» **WHAT NEEDS TO BE DONE**
Start at the line in the entries below that contains "box: [0, 0, 1273, 386]", stop at the line that contains "13L0 0V349L514 383L970", and output exactly the lines in that span, both ends included.

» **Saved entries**
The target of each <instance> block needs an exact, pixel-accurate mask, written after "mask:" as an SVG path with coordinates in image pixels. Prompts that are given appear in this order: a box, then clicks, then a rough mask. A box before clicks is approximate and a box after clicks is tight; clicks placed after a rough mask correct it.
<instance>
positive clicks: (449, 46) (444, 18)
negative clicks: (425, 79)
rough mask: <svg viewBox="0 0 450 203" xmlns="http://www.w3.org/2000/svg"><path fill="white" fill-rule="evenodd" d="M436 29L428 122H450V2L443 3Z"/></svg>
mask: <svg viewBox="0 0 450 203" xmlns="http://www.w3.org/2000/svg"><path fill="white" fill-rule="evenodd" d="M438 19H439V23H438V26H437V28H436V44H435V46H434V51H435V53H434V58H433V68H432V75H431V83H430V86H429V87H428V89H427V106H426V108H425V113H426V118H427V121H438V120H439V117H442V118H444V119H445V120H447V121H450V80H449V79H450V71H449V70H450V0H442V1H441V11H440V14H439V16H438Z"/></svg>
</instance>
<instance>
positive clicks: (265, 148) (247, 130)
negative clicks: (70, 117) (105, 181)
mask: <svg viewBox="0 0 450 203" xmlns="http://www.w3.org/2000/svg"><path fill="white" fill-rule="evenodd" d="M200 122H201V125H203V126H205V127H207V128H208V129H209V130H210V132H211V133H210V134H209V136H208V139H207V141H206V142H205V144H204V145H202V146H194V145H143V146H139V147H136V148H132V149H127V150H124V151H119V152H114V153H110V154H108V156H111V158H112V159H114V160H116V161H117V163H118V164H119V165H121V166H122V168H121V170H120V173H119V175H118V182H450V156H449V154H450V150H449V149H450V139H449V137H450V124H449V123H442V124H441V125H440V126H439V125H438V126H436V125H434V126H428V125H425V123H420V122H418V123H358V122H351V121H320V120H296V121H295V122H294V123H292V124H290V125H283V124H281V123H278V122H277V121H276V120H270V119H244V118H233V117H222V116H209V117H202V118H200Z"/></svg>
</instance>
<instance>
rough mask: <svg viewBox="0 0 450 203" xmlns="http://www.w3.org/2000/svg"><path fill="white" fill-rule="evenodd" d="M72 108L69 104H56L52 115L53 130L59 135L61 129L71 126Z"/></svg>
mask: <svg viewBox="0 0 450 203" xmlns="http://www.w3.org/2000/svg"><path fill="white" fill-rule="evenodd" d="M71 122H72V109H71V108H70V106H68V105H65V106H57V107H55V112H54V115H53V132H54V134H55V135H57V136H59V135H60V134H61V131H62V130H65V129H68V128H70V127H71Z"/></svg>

---

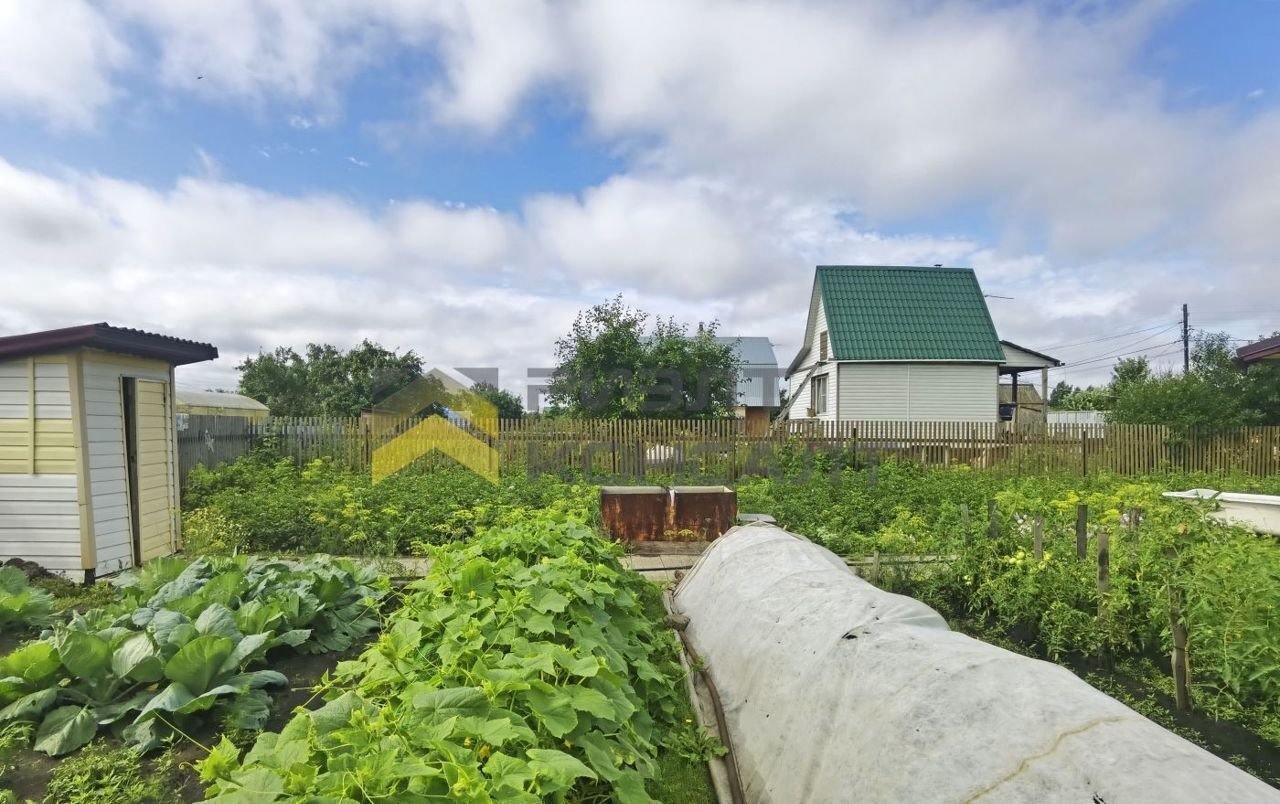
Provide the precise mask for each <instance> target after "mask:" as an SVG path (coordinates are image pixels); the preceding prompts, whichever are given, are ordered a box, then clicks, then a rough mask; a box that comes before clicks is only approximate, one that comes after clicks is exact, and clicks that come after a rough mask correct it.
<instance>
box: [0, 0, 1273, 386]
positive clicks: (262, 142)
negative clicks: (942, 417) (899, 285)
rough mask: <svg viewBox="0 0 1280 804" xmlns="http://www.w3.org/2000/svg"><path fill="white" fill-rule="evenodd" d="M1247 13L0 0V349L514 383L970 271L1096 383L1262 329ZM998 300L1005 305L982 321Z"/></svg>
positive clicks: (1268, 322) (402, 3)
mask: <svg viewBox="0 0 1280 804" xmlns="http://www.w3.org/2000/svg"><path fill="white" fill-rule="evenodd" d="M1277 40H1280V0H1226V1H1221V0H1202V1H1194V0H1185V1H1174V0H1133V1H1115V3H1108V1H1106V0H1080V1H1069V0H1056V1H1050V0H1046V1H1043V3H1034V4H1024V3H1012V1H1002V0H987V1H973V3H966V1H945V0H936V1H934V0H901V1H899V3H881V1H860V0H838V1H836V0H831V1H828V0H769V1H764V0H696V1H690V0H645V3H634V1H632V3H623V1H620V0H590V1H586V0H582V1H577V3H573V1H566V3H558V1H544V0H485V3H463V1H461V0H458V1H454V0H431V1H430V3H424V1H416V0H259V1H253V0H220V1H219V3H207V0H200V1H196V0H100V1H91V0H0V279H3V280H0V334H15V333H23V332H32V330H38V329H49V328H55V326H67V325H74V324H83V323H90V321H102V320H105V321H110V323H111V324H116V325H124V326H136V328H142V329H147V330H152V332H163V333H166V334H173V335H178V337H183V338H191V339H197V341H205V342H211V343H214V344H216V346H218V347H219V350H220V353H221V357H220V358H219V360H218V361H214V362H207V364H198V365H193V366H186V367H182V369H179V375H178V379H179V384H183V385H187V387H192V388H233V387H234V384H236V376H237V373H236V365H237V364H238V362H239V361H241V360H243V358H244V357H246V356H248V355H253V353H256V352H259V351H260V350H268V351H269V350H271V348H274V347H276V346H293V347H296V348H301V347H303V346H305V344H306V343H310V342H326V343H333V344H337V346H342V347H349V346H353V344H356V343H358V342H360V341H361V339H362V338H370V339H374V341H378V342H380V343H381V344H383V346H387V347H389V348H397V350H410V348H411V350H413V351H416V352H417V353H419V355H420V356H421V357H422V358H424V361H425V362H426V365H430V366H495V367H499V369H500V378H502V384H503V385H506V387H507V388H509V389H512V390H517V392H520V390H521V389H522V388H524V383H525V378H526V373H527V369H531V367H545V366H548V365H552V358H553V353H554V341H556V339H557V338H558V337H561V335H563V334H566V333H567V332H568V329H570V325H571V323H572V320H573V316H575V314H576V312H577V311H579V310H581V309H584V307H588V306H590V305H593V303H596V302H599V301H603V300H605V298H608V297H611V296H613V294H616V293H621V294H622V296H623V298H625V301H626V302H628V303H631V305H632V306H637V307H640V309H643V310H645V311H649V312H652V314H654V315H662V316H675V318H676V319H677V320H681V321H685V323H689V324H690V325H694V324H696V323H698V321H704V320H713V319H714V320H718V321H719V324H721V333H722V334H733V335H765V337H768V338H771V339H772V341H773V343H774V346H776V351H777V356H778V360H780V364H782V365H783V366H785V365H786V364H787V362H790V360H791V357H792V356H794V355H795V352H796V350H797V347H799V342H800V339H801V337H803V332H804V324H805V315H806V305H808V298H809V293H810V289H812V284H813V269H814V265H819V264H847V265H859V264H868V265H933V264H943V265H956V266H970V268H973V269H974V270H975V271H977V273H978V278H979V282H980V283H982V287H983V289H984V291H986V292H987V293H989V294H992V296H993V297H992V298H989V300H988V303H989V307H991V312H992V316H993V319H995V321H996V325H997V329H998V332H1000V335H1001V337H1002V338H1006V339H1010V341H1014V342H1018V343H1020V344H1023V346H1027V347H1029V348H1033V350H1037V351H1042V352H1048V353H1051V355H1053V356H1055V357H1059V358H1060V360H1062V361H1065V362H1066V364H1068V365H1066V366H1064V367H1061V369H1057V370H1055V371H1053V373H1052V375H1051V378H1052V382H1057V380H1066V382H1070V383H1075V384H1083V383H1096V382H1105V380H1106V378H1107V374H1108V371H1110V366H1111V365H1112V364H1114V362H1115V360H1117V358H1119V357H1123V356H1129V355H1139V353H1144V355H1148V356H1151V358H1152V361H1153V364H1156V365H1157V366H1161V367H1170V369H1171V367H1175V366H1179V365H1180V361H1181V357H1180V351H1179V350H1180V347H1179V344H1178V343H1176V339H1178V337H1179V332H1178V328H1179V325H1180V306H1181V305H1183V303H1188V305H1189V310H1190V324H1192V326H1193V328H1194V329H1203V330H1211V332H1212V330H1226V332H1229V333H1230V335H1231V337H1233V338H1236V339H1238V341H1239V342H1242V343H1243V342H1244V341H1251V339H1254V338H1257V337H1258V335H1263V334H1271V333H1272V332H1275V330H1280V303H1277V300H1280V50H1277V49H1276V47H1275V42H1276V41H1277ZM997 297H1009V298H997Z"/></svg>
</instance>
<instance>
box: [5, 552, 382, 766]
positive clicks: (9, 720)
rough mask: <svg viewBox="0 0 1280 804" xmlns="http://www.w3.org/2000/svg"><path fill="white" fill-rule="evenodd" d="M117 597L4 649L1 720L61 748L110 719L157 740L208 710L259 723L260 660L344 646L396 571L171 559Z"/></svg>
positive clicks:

...

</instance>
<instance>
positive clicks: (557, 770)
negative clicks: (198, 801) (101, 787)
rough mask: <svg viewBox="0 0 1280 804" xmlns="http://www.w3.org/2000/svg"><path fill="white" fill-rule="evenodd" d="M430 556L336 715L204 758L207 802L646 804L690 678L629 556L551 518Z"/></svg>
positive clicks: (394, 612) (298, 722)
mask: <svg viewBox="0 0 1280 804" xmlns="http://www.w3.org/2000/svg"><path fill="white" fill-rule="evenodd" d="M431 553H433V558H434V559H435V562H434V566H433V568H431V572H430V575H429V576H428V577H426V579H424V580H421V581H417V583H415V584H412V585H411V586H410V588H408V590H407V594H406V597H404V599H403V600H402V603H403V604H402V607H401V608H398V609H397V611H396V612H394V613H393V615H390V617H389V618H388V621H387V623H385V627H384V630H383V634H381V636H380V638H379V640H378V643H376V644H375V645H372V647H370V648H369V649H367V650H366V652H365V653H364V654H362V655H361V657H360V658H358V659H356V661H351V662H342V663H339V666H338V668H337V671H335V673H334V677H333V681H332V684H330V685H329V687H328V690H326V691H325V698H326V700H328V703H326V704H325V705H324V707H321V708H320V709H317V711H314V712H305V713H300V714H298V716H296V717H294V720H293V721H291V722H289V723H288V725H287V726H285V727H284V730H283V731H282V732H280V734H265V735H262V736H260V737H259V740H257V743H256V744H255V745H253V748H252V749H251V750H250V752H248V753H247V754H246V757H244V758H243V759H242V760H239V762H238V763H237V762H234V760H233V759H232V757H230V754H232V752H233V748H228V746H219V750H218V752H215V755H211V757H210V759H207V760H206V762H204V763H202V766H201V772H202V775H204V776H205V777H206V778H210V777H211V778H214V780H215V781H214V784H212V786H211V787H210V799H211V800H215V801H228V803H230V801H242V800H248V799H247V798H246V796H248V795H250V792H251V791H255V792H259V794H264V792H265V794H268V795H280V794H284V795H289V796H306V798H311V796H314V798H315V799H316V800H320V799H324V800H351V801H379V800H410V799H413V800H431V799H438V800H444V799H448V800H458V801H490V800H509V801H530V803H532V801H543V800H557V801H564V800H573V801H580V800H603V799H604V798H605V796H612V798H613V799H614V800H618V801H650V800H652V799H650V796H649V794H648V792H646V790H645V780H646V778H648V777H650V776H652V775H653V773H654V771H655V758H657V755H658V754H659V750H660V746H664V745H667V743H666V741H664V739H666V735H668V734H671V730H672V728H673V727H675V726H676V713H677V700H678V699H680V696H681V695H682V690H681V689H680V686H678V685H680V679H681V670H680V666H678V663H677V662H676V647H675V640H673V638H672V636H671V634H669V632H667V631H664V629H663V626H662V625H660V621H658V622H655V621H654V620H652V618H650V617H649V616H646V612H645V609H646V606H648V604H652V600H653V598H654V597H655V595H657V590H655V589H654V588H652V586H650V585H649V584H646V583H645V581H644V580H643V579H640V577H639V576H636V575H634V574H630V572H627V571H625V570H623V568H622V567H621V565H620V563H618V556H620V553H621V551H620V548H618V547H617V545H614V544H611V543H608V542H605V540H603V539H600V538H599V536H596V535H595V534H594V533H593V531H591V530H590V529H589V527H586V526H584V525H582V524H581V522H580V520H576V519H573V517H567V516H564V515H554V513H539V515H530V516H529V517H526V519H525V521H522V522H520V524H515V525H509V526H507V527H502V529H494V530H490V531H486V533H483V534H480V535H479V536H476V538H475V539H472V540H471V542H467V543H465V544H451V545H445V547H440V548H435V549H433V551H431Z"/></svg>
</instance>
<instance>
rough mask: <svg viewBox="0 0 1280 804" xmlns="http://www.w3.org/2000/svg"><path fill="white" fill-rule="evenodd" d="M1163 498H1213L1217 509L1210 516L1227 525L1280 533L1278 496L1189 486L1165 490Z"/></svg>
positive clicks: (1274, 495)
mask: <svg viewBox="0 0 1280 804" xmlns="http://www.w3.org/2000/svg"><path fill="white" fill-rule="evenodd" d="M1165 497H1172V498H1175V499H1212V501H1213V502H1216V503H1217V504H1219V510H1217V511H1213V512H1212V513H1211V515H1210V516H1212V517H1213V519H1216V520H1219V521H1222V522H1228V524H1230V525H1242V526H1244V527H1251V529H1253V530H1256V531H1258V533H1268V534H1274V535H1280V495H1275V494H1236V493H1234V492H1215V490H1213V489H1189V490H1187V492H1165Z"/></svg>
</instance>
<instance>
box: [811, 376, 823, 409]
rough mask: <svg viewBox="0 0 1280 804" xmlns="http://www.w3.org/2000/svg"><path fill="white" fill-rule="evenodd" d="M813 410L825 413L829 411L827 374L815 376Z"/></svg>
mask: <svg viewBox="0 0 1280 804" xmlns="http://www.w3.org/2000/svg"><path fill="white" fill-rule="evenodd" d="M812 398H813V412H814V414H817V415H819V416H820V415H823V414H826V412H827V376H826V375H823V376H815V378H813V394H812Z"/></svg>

» **FINISHED EXERCISE**
box: [0, 0, 1273, 386]
positive clicks: (262, 142)
negative clicks: (942, 417) (899, 285)
rough mask: <svg viewBox="0 0 1280 804" xmlns="http://www.w3.org/2000/svg"><path fill="white" fill-rule="evenodd" d="M1247 13L0 0V349L514 383L970 271L1096 383L1262 329ZM998 300L1005 305L982 321Z"/></svg>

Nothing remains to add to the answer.